Stated goal –
Repeat every line below exactly, word for word.
* START Record extracts *
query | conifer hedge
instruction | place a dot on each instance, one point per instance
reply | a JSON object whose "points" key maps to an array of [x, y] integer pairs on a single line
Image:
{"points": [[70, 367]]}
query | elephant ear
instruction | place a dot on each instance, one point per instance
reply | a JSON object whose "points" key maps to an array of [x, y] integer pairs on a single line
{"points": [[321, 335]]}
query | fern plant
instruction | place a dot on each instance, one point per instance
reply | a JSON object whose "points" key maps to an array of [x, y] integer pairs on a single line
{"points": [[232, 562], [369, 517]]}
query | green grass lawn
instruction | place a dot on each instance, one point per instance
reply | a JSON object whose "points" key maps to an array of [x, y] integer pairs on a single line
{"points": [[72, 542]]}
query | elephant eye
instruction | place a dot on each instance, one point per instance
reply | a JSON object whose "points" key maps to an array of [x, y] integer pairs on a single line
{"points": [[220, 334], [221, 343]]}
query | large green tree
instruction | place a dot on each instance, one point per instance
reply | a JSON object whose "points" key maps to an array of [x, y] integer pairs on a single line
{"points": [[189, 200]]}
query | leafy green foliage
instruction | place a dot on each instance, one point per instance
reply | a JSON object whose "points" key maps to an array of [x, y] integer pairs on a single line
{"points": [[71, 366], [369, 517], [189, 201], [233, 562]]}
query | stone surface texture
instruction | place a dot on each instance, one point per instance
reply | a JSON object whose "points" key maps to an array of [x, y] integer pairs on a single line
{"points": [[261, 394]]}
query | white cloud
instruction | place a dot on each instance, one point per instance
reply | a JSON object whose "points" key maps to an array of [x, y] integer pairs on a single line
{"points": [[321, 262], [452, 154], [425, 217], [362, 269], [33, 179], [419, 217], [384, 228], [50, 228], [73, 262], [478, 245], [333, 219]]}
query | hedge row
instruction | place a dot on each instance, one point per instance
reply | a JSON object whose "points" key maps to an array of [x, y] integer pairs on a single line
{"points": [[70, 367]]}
* END Record extracts *
Answer for the task –
query | conifer hedge
instruction | place a dot on each instance, one point per instance
reply | a JSON object whose "points" key maps to an array of [x, y] integer pairs on a single line
Image:
{"points": [[70, 367]]}
query | elephant ear
instruction | place a dot on each instance, one point per instance
reply | a JSON object whose "points" key maps to an array of [x, y] integer pairs on a single line
{"points": [[321, 335]]}
query | fern plant
instruction | place a dot on each instance, one point per instance
reply | a JSON object whose "points" key maps to an array of [x, y] integer pairs on a single line
{"points": [[232, 562], [369, 517]]}
query | green grass lawn
instruction | place a dot on each instance, one point per instance
reply | a JSON object whose "points" key maps to an array of [x, y] integer pairs on a single line
{"points": [[72, 542]]}
query | elephant eye
instruction | place a dot on each instance, one point per instance
reply | a JSON object whose "points" key maps to an array of [x, y] integer pairs on a single line
{"points": [[220, 334], [221, 343]]}
query | large green tree
instruction | place a dot on each instance, one point per instance
reply | a JSON object whose "points" key maps to an array of [x, y] integer pairs on a single line
{"points": [[189, 200]]}
query | leafy green foliage
instruction | place a dot on each instance, one point per instance
reply | a JSON object whose "points" key maps to an array of [x, y] integer pairs on a single line
{"points": [[71, 366], [369, 517], [189, 201], [233, 562]]}
query | stone surface texture
instruction | place a dot on each instance, one point per instance
reply | a JSON object whose "points" key maps to an array of [x, y] integer pairs on a single line
{"points": [[261, 394]]}
query | white cloud
instruction | place a dot on each instance, one point per instance
reply | a JSON object whose "points" key maps to an array of [x, y] integer pairs on a single line
{"points": [[321, 262], [452, 154], [425, 217], [362, 269], [33, 179], [419, 217], [384, 228], [50, 228], [73, 262], [478, 245], [333, 219]]}
query | hedge row
instruction | place a dot on each instance, one point per instance
reply | a JSON object whose "points" key maps to an array of [x, y] integer pairs on a single line
{"points": [[70, 367]]}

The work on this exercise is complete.